Problem details :: Locate every line in the listing below that contains the word "table", and copy each of those lines.

Given data ::

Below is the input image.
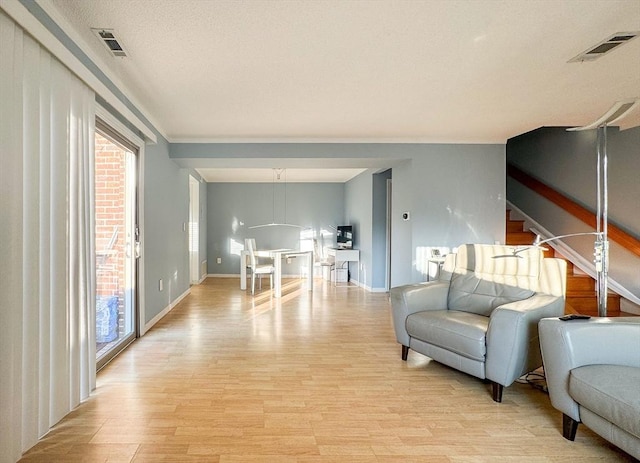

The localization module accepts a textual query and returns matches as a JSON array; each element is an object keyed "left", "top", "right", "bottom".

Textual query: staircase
[{"left": 506, "top": 210, "right": 620, "bottom": 317}]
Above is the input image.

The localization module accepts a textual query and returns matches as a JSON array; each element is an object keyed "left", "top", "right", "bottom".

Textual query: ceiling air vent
[
  {"left": 91, "top": 28, "right": 127, "bottom": 58},
  {"left": 568, "top": 31, "right": 640, "bottom": 63}
]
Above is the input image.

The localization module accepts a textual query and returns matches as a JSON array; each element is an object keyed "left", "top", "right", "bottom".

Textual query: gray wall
[
  {"left": 345, "top": 171, "right": 373, "bottom": 288},
  {"left": 207, "top": 183, "right": 345, "bottom": 275},
  {"left": 507, "top": 127, "right": 640, "bottom": 297},
  {"left": 371, "top": 169, "right": 391, "bottom": 290},
  {"left": 384, "top": 145, "right": 505, "bottom": 286},
  {"left": 141, "top": 140, "right": 189, "bottom": 323},
  {"left": 182, "top": 143, "right": 505, "bottom": 286}
]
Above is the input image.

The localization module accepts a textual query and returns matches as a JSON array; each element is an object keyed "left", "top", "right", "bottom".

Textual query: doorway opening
[{"left": 95, "top": 125, "right": 139, "bottom": 369}]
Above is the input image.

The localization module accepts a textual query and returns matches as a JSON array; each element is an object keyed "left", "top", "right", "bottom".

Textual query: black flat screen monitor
[{"left": 337, "top": 225, "right": 353, "bottom": 249}]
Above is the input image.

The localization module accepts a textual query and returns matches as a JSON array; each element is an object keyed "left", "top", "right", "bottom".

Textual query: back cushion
[{"left": 449, "top": 244, "right": 542, "bottom": 316}]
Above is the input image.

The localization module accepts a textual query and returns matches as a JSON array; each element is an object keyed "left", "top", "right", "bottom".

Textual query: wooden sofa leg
[
  {"left": 491, "top": 382, "right": 504, "bottom": 403},
  {"left": 562, "top": 413, "right": 580, "bottom": 441}
]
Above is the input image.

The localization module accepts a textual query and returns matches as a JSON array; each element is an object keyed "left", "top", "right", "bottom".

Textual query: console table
[{"left": 327, "top": 248, "right": 360, "bottom": 285}]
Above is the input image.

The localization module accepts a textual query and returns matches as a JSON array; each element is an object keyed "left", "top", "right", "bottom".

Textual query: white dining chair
[{"left": 244, "top": 238, "right": 275, "bottom": 295}]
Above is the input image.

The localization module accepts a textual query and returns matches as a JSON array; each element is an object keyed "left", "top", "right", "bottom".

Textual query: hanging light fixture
[{"left": 249, "top": 168, "right": 305, "bottom": 229}]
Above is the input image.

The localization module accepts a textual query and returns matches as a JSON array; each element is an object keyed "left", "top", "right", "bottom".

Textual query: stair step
[
  {"left": 506, "top": 231, "right": 536, "bottom": 245},
  {"left": 567, "top": 270, "right": 596, "bottom": 292}
]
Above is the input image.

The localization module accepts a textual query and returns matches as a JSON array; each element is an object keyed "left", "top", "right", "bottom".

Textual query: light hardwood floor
[{"left": 21, "top": 278, "right": 634, "bottom": 463}]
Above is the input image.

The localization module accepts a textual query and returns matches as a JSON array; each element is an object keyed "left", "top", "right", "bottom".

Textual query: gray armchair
[
  {"left": 391, "top": 244, "right": 566, "bottom": 402},
  {"left": 539, "top": 317, "right": 640, "bottom": 459}
]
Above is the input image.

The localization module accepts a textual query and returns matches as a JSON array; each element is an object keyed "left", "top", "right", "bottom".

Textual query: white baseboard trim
[
  {"left": 144, "top": 288, "right": 191, "bottom": 333},
  {"left": 202, "top": 272, "right": 389, "bottom": 293}
]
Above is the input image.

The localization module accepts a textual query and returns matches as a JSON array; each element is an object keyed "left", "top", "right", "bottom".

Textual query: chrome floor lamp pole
[{"left": 567, "top": 98, "right": 640, "bottom": 317}]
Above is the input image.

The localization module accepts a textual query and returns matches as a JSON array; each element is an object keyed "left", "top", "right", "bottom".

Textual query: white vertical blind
[{"left": 0, "top": 10, "right": 95, "bottom": 463}]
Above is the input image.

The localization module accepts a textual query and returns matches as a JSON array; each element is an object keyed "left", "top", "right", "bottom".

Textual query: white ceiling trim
[
  {"left": 167, "top": 137, "right": 506, "bottom": 145},
  {"left": 195, "top": 167, "right": 368, "bottom": 183}
]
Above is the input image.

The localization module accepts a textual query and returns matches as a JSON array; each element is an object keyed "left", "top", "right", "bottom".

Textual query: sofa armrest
[
  {"left": 539, "top": 317, "right": 640, "bottom": 421},
  {"left": 485, "top": 294, "right": 564, "bottom": 386},
  {"left": 389, "top": 281, "right": 449, "bottom": 346}
]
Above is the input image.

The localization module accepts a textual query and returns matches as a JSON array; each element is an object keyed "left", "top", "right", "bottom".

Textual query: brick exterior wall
[{"left": 95, "top": 133, "right": 126, "bottom": 342}]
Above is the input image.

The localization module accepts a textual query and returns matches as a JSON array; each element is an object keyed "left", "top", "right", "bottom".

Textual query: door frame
[{"left": 96, "top": 103, "right": 147, "bottom": 338}]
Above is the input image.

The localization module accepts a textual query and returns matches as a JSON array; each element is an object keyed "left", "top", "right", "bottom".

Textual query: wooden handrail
[{"left": 507, "top": 164, "right": 640, "bottom": 257}]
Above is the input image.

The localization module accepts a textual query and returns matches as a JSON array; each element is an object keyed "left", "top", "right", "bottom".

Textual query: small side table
[{"left": 427, "top": 256, "right": 445, "bottom": 281}]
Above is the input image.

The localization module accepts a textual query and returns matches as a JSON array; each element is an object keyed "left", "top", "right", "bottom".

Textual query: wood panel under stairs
[{"left": 506, "top": 210, "right": 620, "bottom": 317}]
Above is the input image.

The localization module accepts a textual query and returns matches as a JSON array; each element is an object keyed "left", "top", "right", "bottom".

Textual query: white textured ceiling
[{"left": 40, "top": 0, "right": 640, "bottom": 181}]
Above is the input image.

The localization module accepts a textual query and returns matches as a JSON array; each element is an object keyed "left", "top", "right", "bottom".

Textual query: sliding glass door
[{"left": 95, "top": 120, "right": 139, "bottom": 369}]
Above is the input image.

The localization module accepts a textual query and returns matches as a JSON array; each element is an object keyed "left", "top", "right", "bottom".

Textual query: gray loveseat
[
  {"left": 390, "top": 244, "right": 566, "bottom": 402},
  {"left": 539, "top": 317, "right": 640, "bottom": 459}
]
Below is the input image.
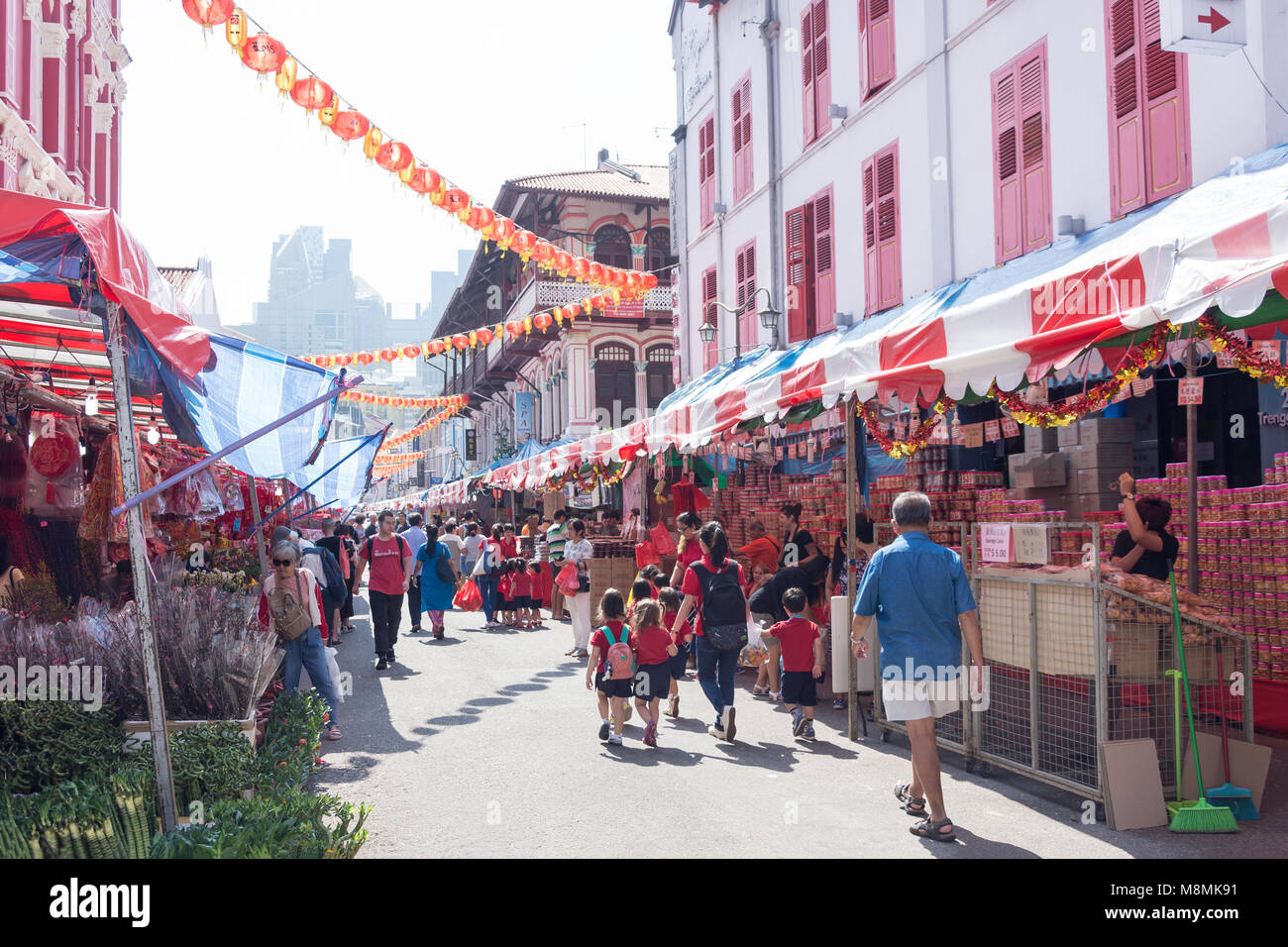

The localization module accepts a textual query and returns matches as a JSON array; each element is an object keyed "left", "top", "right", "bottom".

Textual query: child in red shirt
[
  {"left": 769, "top": 588, "right": 823, "bottom": 740},
  {"left": 631, "top": 598, "right": 680, "bottom": 746},
  {"left": 587, "top": 588, "right": 636, "bottom": 746},
  {"left": 657, "top": 585, "right": 693, "bottom": 716}
]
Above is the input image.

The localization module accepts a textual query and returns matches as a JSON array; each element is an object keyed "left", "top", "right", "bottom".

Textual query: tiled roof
[{"left": 505, "top": 164, "right": 671, "bottom": 201}]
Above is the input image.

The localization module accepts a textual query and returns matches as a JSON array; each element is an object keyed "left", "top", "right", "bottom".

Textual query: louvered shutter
[{"left": 812, "top": 188, "right": 836, "bottom": 333}]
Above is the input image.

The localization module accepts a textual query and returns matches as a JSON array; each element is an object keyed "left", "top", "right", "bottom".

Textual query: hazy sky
[{"left": 121, "top": 0, "right": 675, "bottom": 329}]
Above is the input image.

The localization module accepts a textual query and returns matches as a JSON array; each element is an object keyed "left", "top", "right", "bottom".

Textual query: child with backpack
[
  {"left": 587, "top": 588, "right": 635, "bottom": 746},
  {"left": 658, "top": 585, "right": 693, "bottom": 716},
  {"left": 769, "top": 588, "right": 823, "bottom": 740},
  {"left": 631, "top": 598, "right": 680, "bottom": 746}
]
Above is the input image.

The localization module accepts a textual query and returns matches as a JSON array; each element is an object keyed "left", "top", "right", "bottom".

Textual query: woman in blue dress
[{"left": 416, "top": 526, "right": 461, "bottom": 638}]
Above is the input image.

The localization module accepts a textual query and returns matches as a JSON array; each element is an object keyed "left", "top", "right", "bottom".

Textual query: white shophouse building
[{"left": 669, "top": 0, "right": 1288, "bottom": 380}]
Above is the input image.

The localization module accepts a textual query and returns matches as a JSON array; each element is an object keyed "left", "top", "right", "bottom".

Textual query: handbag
[{"left": 268, "top": 571, "right": 313, "bottom": 642}]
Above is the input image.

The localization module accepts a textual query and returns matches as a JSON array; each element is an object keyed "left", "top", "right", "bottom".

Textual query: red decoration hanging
[
  {"left": 242, "top": 34, "right": 286, "bottom": 74},
  {"left": 331, "top": 111, "right": 371, "bottom": 142},
  {"left": 291, "top": 76, "right": 335, "bottom": 112},
  {"left": 183, "top": 0, "right": 236, "bottom": 30}
]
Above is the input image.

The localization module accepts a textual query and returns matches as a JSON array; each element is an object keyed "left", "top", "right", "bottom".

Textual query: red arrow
[{"left": 1199, "top": 7, "right": 1231, "bottom": 33}]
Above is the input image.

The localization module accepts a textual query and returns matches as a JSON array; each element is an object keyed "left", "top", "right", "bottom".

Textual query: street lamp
[{"left": 698, "top": 286, "right": 782, "bottom": 359}]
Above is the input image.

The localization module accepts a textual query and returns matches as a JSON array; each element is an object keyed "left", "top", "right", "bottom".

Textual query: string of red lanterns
[{"left": 183, "top": 0, "right": 657, "bottom": 305}]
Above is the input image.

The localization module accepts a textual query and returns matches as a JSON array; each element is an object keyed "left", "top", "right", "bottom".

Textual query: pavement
[{"left": 314, "top": 584, "right": 1288, "bottom": 858}]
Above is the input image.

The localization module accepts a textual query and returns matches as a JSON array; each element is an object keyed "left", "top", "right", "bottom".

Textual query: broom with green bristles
[{"left": 1171, "top": 573, "right": 1239, "bottom": 832}]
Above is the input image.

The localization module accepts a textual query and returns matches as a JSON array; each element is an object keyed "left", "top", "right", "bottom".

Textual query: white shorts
[{"left": 881, "top": 681, "right": 962, "bottom": 721}]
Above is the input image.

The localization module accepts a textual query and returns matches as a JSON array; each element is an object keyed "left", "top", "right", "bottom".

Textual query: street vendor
[{"left": 1109, "top": 473, "right": 1181, "bottom": 582}]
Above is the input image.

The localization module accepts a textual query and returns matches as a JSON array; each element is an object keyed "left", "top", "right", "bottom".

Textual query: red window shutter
[
  {"left": 814, "top": 0, "right": 832, "bottom": 138},
  {"left": 993, "top": 63, "right": 1022, "bottom": 263},
  {"left": 812, "top": 187, "right": 836, "bottom": 333},
  {"left": 863, "top": 158, "right": 881, "bottom": 316},
  {"left": 785, "top": 206, "right": 814, "bottom": 342},
  {"left": 1018, "top": 44, "right": 1051, "bottom": 253},
  {"left": 859, "top": 0, "right": 896, "bottom": 98},
  {"left": 1140, "top": 0, "right": 1190, "bottom": 202},
  {"left": 698, "top": 266, "right": 720, "bottom": 371},
  {"left": 873, "top": 142, "right": 903, "bottom": 310},
  {"left": 1105, "top": 0, "right": 1145, "bottom": 218},
  {"left": 802, "top": 3, "right": 818, "bottom": 145}
]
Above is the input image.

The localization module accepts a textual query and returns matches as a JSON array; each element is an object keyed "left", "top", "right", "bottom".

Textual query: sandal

The completed task ::
Textual query: console table
Textual query: small side table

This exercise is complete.